*Aim of the task:* Starting from the line with "# point at: black marker", transcribe each line to the end of the records below. Copy them exactly and write nothing else.

^^^^^^^^^^^^^^^^

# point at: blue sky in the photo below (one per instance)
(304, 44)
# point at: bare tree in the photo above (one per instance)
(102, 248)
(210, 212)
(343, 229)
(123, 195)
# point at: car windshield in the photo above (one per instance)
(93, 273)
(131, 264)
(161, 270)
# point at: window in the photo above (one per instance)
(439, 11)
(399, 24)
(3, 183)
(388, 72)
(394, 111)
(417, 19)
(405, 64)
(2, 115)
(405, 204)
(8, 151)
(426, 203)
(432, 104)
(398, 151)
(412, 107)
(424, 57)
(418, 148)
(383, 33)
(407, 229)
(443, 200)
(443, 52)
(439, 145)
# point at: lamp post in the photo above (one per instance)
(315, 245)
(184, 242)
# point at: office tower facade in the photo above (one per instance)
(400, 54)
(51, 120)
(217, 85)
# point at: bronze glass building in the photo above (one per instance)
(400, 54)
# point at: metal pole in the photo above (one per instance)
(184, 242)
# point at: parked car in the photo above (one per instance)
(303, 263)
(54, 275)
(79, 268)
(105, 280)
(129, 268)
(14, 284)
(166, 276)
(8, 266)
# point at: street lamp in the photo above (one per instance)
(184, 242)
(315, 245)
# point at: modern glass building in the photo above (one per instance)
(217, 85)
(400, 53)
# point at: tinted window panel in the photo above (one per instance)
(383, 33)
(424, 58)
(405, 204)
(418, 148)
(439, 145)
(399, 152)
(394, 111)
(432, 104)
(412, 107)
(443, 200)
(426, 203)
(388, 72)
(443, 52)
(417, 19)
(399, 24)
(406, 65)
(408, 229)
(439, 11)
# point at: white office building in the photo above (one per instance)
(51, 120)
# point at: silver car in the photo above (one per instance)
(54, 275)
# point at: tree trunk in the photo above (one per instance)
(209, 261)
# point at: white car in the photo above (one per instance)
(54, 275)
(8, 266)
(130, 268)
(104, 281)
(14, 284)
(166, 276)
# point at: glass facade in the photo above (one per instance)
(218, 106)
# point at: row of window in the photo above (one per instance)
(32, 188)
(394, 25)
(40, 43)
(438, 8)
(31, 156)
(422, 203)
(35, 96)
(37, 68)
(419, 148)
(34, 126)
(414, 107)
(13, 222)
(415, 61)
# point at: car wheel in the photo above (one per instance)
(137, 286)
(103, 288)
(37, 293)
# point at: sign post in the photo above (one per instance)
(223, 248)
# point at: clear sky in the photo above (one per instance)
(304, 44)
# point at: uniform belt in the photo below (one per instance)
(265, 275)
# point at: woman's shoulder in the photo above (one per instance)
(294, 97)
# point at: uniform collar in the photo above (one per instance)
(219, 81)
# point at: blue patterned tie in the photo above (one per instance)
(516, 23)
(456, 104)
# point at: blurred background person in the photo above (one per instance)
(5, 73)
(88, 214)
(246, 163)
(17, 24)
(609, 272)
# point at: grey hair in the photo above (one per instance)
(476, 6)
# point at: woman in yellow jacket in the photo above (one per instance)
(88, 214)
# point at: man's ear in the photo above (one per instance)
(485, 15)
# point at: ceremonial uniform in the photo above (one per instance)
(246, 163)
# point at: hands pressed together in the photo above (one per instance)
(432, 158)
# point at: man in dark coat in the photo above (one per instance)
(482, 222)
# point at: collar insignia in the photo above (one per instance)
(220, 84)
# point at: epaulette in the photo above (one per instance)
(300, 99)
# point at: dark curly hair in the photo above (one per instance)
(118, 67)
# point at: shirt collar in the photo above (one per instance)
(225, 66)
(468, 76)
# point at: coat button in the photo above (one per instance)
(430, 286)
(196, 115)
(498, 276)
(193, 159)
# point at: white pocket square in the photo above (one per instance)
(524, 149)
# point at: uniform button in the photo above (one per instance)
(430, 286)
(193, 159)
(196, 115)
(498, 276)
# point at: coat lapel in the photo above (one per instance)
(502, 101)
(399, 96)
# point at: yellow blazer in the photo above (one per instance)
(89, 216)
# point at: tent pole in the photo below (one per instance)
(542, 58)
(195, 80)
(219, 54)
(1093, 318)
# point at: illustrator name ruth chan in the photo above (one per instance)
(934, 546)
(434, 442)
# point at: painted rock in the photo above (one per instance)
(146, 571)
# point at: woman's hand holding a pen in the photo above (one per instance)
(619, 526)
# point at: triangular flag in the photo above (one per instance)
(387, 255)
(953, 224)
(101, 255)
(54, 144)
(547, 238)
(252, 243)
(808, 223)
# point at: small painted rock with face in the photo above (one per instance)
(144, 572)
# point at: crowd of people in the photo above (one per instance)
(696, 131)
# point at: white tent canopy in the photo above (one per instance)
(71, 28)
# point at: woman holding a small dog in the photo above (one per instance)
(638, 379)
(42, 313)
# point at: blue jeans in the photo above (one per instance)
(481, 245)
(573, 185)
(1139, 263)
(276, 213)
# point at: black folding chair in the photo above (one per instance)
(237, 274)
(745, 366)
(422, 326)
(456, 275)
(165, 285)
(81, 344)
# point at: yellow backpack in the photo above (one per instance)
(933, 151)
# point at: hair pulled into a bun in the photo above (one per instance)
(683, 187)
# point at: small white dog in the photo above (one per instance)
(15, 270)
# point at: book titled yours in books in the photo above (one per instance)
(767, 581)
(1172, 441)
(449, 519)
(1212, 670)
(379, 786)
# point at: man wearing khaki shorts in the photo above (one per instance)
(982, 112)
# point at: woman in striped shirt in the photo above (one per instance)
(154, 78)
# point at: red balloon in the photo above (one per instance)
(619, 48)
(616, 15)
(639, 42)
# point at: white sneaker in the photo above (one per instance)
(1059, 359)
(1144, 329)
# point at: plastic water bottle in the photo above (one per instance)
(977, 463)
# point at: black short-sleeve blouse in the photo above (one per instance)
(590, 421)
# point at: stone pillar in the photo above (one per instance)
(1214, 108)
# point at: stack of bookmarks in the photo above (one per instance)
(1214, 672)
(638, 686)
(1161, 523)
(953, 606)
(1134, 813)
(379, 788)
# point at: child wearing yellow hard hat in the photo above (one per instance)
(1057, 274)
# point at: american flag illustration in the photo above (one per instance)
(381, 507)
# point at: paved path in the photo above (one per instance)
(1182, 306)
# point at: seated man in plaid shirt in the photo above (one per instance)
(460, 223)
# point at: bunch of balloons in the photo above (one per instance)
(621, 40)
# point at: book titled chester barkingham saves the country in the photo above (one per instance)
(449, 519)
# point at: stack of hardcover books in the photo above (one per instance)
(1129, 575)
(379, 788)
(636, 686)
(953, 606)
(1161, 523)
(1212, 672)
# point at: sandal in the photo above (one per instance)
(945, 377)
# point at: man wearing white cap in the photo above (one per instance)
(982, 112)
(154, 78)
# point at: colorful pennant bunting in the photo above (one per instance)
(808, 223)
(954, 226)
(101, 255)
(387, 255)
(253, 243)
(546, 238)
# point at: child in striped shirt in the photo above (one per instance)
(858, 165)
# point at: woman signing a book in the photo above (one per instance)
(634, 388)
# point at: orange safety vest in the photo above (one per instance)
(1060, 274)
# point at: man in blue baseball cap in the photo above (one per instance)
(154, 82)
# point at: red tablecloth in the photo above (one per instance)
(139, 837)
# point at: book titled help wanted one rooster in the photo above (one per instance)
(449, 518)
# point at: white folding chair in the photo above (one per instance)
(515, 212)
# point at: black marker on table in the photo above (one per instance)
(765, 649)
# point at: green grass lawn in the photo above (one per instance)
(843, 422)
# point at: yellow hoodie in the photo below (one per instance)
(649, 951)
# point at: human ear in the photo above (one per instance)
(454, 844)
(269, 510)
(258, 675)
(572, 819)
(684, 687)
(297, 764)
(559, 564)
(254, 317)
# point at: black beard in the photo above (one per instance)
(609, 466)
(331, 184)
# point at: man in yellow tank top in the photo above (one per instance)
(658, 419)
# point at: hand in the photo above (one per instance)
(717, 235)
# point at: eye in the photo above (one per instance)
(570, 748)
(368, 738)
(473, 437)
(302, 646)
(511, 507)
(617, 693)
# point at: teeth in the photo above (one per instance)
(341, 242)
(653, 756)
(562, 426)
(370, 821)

^^^^^^^^^^^^^^^^

*Task response:*
# point at: black marker on table in the photo above (one per instance)
(765, 649)
# point at: green grass lawn in the photo above (one per instance)
(843, 422)
# point at: yellow hoodie in the photo below (one per instance)
(649, 951)
# point at: human ear in the photo above (one per instance)
(454, 844)
(269, 510)
(258, 675)
(572, 819)
(684, 687)
(297, 764)
(559, 564)
(254, 317)
# point at: black beard in the photo above (one per instance)
(609, 466)
(331, 184)
# point at: man in yellow tank top in the photo above (one per instance)
(658, 419)
# point at: hand in the photo above (one per instance)
(717, 235)
# point at: eye in the photo above (one per instance)
(570, 748)
(368, 738)
(473, 437)
(302, 646)
(511, 507)
(617, 693)
# point at: teeth in the photo above (one per instance)
(341, 242)
(653, 756)
(562, 426)
(370, 821)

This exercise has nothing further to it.